TRECHO FORNECIDO:
##########
Num mundo em que tudo é espetáculo, até a fé teve de virar show para atrair o olhar das massas para a obra de Deus. Apoiado no sucesso de seu Show da Fé, primeiro programa evangélico a conquistar o horário nobre da TV aberta, o missionário R.R. Soares, líder da Igreja Internacional da Graça de Deus, tem reunido multidões de norte a sul do país para pregar a Bíblia e realizar milagres.

Dentre estes, o acontecido numa cruzada em Palmas (TO). Nem o temporal que desabou sobre a cidade fez Luceni Pereira abandonar o local do evento sem que antes fosse curada das seqüelas de um acidente de moto ocorrido em 2006. Ela enfrentou a forte chuva e, após ouvir a pregação do missionário sobre a fé perseverante de Jacó, dirigiu-se ao palco. Ali recebeu a oração de Soares e teve os movimentos das pernas recuperados, deixando o local em prantos, carregando as muletas sobre os ombros. “Orei com o missionário e minhas pernas se firmaram. Então, me senti curada e deixei as muletas”, afirma, após receber a graça.
##########
ENTRADAS DO CONJUNTO:
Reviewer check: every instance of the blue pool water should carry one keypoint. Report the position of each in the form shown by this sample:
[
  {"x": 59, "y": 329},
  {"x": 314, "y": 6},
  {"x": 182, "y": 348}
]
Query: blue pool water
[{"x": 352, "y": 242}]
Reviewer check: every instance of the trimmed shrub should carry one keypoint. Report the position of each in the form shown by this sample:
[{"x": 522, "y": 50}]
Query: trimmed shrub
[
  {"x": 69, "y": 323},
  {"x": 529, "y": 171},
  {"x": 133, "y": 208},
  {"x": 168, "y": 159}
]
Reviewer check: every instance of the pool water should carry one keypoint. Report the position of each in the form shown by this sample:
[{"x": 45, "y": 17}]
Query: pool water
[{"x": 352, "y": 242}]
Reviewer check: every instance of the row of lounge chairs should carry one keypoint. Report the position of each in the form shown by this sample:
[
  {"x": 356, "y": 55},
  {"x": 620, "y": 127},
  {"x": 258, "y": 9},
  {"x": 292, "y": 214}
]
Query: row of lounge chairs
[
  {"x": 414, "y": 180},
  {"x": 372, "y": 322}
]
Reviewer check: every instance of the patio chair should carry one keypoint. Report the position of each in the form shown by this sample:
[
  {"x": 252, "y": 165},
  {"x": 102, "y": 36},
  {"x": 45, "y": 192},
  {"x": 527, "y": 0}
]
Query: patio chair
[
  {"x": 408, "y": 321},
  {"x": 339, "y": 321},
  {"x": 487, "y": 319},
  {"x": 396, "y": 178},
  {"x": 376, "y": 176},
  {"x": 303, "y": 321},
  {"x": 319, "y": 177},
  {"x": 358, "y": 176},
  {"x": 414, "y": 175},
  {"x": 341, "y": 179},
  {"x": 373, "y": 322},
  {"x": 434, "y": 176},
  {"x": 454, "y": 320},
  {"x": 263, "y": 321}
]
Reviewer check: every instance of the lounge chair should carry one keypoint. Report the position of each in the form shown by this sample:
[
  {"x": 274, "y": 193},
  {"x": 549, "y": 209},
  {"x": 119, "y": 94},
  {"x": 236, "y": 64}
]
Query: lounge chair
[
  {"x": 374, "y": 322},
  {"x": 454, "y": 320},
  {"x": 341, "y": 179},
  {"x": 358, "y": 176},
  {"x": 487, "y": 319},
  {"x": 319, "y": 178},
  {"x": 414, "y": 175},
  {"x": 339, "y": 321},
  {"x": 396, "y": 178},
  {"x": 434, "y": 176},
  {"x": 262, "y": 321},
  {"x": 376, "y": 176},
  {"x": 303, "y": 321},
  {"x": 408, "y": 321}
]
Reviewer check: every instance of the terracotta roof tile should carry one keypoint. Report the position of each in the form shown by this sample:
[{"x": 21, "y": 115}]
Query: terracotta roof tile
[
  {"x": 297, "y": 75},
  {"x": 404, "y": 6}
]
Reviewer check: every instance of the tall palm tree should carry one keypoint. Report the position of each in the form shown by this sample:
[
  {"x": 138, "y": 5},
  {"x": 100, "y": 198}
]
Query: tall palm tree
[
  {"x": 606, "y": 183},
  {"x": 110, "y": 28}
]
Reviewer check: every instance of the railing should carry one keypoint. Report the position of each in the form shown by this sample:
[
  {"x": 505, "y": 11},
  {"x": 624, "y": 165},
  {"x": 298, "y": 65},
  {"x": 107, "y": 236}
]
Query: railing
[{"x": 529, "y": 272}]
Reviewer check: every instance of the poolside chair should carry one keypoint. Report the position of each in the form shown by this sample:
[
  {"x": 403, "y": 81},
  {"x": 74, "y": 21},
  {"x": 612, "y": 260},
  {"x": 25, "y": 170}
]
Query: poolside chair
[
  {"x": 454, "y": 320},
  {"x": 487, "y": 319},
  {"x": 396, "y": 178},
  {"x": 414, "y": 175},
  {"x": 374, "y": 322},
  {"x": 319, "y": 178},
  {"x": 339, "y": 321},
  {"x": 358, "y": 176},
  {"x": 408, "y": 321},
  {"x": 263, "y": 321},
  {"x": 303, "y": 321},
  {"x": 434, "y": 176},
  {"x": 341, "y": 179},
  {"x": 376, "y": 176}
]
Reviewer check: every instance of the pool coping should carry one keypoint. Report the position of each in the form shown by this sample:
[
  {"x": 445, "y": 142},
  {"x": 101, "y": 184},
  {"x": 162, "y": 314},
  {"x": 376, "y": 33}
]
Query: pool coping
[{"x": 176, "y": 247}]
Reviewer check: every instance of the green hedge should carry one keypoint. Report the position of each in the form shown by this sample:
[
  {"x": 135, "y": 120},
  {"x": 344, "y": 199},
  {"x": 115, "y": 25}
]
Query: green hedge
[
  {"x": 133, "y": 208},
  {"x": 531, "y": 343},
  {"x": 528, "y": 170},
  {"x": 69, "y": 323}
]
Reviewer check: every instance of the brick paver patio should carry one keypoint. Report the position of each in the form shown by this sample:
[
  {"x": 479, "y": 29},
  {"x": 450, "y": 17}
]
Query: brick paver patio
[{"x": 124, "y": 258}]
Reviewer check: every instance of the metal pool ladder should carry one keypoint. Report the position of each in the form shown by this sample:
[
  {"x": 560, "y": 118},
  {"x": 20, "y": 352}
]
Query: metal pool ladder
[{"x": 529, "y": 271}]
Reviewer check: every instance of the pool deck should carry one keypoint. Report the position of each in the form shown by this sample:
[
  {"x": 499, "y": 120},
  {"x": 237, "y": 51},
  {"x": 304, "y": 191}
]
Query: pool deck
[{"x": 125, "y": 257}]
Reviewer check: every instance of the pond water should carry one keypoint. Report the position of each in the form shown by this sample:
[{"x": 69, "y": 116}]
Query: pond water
##########
TAREFAS A CUMPRIR:
a. Segundo o trecho sobre R.R. Soares, em que cidade aconteceu a cruzada em que Luceni Pereira diz ter sido curada?
b. Dê sequência ao trecho sobre R.R. Soares, começando logo depois da última frase.

RESPOSTAS POR TAREFA:
a. Em Palmas (TO).

b.
No caso de Soares, os milagres que acontecem nas cruzadas e que são relatados no quadro “Novela da Vida Real” de seu programa diário na TV, são pavimentados pela fé que é estimulada pela pregação da Bíblia. Mas o que dizer quando o milagre passa a ser o centro das atenções, o chamariz exclusivo de alguma denominação que, na trilha do chamado neopentecostalismo, despeja milagres extravagantes pela TV sem preocupação com a Palavra?

Na visão de Elizete Malafaia, os milagres por si mesmos jamais autenticam qualquer coisa. “É importante que sejam acompanhados por genuínas expressões espirituais”, ela exorta. O pastor presbiteriano Éber Lenz César, por sua vez, recomenda que ao invés de se tentar soluções místicas “como repreender a enfermidade, fazer descarrego, aplicar óleo ungido ou expulsar um suposto espírito mau”, deve-se “orar com humildade, confiança e submissão à vontade de Deus.” Ele afirma que é preciso levar em conta o ensino bíblico sobre as causas do sofrimento.

No ministério pastoral há 41 anos, Éber César lembra quando sua esposa Márcia recebeu em 1990 um diagnóstico de miastenia gravis, a mesma doença, considerada incurável, que acometeu o ex-campeão de xadrez Mequinho. “Uma pessoa crente chegou à nossa casa pedindo para expulsar o demônio de Márcia e eu lhe respondi que ela estava em plena comunhão com Deus e que aquilo não era demônio, era uma provação. Oramos muito e pedimos orações às igrejas. Em 70 dias, minha esposa estava com seus músculos revitalizados e voltando às atividades normais. A cura não foi imediata, espontânea, nem mística. Mas foi um milagre, sim, no tempo de Deus, em resposta às orações. E Deus usou médicos e remédios!”, ele conta, afirmando que a medicina pode fazer parte de um milagre.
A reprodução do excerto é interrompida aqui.